# Problem
Reproduce every one of the lines below verbatim, without altering any character.

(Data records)
····················

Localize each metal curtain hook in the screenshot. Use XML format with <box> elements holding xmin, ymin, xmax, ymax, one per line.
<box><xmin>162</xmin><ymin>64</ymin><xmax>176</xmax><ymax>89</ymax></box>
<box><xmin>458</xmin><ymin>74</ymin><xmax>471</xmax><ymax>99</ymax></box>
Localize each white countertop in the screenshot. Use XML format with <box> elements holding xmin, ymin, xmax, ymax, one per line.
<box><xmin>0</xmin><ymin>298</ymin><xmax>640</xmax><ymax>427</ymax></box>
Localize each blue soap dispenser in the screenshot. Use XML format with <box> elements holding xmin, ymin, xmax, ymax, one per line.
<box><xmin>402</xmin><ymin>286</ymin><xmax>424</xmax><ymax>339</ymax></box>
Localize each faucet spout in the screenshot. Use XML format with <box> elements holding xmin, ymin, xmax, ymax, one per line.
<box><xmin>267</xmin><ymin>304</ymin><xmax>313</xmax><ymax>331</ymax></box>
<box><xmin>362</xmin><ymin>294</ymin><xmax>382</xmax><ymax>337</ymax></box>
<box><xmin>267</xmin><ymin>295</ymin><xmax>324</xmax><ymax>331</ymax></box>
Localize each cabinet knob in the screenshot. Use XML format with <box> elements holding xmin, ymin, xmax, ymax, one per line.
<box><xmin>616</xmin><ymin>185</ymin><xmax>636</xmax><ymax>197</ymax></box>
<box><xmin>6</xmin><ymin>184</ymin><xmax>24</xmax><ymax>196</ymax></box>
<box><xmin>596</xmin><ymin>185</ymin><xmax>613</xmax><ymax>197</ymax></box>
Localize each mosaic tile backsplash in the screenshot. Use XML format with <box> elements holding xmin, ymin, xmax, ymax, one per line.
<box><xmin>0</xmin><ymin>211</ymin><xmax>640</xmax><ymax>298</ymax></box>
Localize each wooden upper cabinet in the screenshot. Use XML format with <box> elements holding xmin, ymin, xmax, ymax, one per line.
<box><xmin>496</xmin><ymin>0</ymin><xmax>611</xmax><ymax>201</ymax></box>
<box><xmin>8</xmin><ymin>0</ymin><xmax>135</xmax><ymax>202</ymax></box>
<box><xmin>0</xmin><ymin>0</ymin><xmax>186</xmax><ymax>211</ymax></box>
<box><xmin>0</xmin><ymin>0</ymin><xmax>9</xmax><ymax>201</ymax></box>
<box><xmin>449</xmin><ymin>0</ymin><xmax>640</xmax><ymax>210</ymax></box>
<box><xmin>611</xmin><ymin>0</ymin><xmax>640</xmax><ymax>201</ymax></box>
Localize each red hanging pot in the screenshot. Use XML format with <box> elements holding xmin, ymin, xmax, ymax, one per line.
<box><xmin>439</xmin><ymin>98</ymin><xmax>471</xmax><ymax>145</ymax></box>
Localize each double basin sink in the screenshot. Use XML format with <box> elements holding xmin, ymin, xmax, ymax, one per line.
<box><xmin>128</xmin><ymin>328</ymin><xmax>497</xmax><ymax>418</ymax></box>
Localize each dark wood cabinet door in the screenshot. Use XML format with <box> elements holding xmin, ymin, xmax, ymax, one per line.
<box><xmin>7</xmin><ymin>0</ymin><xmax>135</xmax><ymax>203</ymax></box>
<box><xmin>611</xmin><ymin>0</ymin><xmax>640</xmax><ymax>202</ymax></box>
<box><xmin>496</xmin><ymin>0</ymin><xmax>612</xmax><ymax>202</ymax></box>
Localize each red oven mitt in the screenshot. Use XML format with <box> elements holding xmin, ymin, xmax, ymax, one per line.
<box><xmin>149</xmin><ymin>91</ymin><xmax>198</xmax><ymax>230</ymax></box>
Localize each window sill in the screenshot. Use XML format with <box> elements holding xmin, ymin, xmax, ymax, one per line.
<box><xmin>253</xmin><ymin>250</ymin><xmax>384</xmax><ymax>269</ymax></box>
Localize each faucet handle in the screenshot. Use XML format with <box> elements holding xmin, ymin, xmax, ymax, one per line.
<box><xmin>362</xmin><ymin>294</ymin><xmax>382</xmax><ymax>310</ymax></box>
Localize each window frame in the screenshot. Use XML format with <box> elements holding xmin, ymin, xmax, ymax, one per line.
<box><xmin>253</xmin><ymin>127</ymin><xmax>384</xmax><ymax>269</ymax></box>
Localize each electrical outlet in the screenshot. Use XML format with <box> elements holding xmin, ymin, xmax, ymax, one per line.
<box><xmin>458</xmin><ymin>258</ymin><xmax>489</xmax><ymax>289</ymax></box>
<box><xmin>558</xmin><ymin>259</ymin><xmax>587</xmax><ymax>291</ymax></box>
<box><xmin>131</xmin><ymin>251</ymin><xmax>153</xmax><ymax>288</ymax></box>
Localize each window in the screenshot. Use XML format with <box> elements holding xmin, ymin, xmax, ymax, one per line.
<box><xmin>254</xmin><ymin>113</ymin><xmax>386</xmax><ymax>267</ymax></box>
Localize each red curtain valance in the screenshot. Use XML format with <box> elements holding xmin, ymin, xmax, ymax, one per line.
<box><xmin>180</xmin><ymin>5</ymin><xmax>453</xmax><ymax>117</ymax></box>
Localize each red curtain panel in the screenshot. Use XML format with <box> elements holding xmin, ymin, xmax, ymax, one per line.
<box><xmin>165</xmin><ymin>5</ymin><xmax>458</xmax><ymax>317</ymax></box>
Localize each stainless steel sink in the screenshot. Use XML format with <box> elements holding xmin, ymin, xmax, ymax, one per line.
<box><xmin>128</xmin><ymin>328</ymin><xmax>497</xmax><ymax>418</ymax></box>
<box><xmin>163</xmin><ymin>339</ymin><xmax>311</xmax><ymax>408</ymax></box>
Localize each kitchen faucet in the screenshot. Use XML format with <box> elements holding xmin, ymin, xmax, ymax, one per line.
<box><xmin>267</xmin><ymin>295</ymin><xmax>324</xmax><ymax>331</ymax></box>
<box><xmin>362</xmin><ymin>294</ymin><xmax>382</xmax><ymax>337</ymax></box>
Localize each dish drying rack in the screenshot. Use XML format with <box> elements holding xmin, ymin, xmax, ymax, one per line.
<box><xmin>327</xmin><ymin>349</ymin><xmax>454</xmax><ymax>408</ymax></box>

····················

# Task result
Localize each metal curtain hook in the screenshot. Use XML format with <box> elements holding xmin, ymin, xmax, ymax, one per line.
<box><xmin>162</xmin><ymin>64</ymin><xmax>176</xmax><ymax>89</ymax></box>
<box><xmin>458</xmin><ymin>74</ymin><xmax>471</xmax><ymax>99</ymax></box>
Localize each white countertop in the screenshot. Use XML format with <box> elements holding xmin, ymin, xmax, ymax, one per line.
<box><xmin>0</xmin><ymin>298</ymin><xmax>640</xmax><ymax>427</ymax></box>
Localize each blue soap dispenser in the screenshot. Use XML format with <box> elements holding xmin, ymin, xmax, ymax, one per line.
<box><xmin>402</xmin><ymin>286</ymin><xmax>424</xmax><ymax>339</ymax></box>
Localize each faucet spout in the screenshot. Use XML format with <box> elements holding xmin, ymin, xmax, ymax, one per line.
<box><xmin>267</xmin><ymin>304</ymin><xmax>313</xmax><ymax>331</ymax></box>
<box><xmin>362</xmin><ymin>294</ymin><xmax>382</xmax><ymax>337</ymax></box>
<box><xmin>267</xmin><ymin>295</ymin><xmax>324</xmax><ymax>331</ymax></box>
Localize each cabinet knob in the screenshot. Use XML format with <box> elements holding xmin, ymin, xmax, ymax, one per line.
<box><xmin>616</xmin><ymin>185</ymin><xmax>636</xmax><ymax>197</ymax></box>
<box><xmin>6</xmin><ymin>184</ymin><xmax>24</xmax><ymax>196</ymax></box>
<box><xmin>596</xmin><ymin>185</ymin><xmax>613</xmax><ymax>197</ymax></box>
Localize each mosaic tile backsplash in the screenshot. Use XML format with <box> elements holding xmin, ymin, xmax, ymax, one per line.
<box><xmin>0</xmin><ymin>211</ymin><xmax>640</xmax><ymax>298</ymax></box>
Localize each wooden upper cabinet in the screenshot. Use XML format with <box> elements holding xmin, ymin, xmax, ymax, one per line.
<box><xmin>496</xmin><ymin>0</ymin><xmax>611</xmax><ymax>201</ymax></box>
<box><xmin>8</xmin><ymin>0</ymin><xmax>135</xmax><ymax>202</ymax></box>
<box><xmin>0</xmin><ymin>0</ymin><xmax>186</xmax><ymax>211</ymax></box>
<box><xmin>0</xmin><ymin>0</ymin><xmax>9</xmax><ymax>201</ymax></box>
<box><xmin>449</xmin><ymin>0</ymin><xmax>640</xmax><ymax>210</ymax></box>
<box><xmin>611</xmin><ymin>0</ymin><xmax>640</xmax><ymax>201</ymax></box>
Localize each red hanging pot in the screenshot. Use XML format with <box> elements holding xmin, ymin, xmax, ymax, one per line.
<box><xmin>439</xmin><ymin>98</ymin><xmax>471</xmax><ymax>145</ymax></box>
Localize each double basin sink in the screenshot. Use XML format with <box> elements holding xmin, ymin, xmax, ymax, one per line.
<box><xmin>128</xmin><ymin>328</ymin><xmax>497</xmax><ymax>418</ymax></box>
Localize each dark wood cabinet door in the screenshot. Use XML format with <box> elements holding xmin, ymin, xmax, ymax, one per line.
<box><xmin>7</xmin><ymin>0</ymin><xmax>135</xmax><ymax>203</ymax></box>
<box><xmin>611</xmin><ymin>0</ymin><xmax>640</xmax><ymax>202</ymax></box>
<box><xmin>496</xmin><ymin>0</ymin><xmax>612</xmax><ymax>202</ymax></box>
Localize each red oven mitt in the screenshot. Use XML format with <box> elements holding xmin, ymin, xmax, ymax, one per line.
<box><xmin>149</xmin><ymin>91</ymin><xmax>198</xmax><ymax>230</ymax></box>
Localize each window sill in the screenshot. Use XML format with <box> elements holding xmin, ymin, xmax, ymax, one per line.
<box><xmin>253</xmin><ymin>250</ymin><xmax>384</xmax><ymax>269</ymax></box>
Localize each faucet handle in the screenshot. Use XML format with <box> elements holding xmin, ymin, xmax, ymax, one per line.
<box><xmin>362</xmin><ymin>294</ymin><xmax>382</xmax><ymax>310</ymax></box>
Localize each window frame in the screenshot. Use XML format with <box> elements holding xmin, ymin, xmax, ymax, one per line.
<box><xmin>253</xmin><ymin>127</ymin><xmax>384</xmax><ymax>269</ymax></box>
Localize each electrical outlet in the screenshot. Use XML format with <box> elements holding xmin, ymin, xmax, ymax, one per line.
<box><xmin>458</xmin><ymin>258</ymin><xmax>489</xmax><ymax>289</ymax></box>
<box><xmin>558</xmin><ymin>259</ymin><xmax>587</xmax><ymax>291</ymax></box>
<box><xmin>131</xmin><ymin>251</ymin><xmax>153</xmax><ymax>288</ymax></box>
Localize each window in the screenshot. Use XML format with <box> elements holding xmin, ymin, xmax, ymax, one per line.
<box><xmin>254</xmin><ymin>113</ymin><xmax>386</xmax><ymax>267</ymax></box>
Localize each red curtain valance in the screenshot. Use XML format with <box> elements holding xmin, ymin, xmax, ymax, one per line.
<box><xmin>180</xmin><ymin>5</ymin><xmax>453</xmax><ymax>117</ymax></box>
Localize each red curtain panel in the screenshot. Use XML format with <box> elements holding xmin, ymin, xmax, ymax, one per line.
<box><xmin>165</xmin><ymin>5</ymin><xmax>458</xmax><ymax>317</ymax></box>
Localize each stainless steel sink in the screenshot. Use XML format with <box> elements holding xmin, ymin, xmax, ymax, one per line.
<box><xmin>128</xmin><ymin>328</ymin><xmax>497</xmax><ymax>418</ymax></box>
<box><xmin>163</xmin><ymin>339</ymin><xmax>311</xmax><ymax>408</ymax></box>
Localize each kitchen faucet in the screenshot. Use XML format with <box> elements holding xmin, ymin, xmax, ymax, one per line.
<box><xmin>267</xmin><ymin>295</ymin><xmax>324</xmax><ymax>331</ymax></box>
<box><xmin>362</xmin><ymin>294</ymin><xmax>382</xmax><ymax>337</ymax></box>
Localize each dish drying rack in the screenshot. Use XML format with <box> elements holding xmin, ymin, xmax, ymax, one per line.
<box><xmin>327</xmin><ymin>349</ymin><xmax>454</xmax><ymax>408</ymax></box>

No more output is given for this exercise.